##### Recorded data #####

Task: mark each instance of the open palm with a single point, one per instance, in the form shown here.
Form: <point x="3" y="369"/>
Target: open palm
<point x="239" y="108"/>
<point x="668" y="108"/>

#####

#### Task
Put every line of the items above into a JSON list of strings, one string per line, leaving out any blank lines.

#### Response to the exercise
[
  "Task: mark each instance of the open palm with a single point, one per instance, in the form shown here.",
  "Form: <point x=\"3\" y=\"369\"/>",
  "Target: open palm",
  "<point x=\"239\" y=\"108\"/>",
  "<point x=\"668\" y=\"108\"/>"
]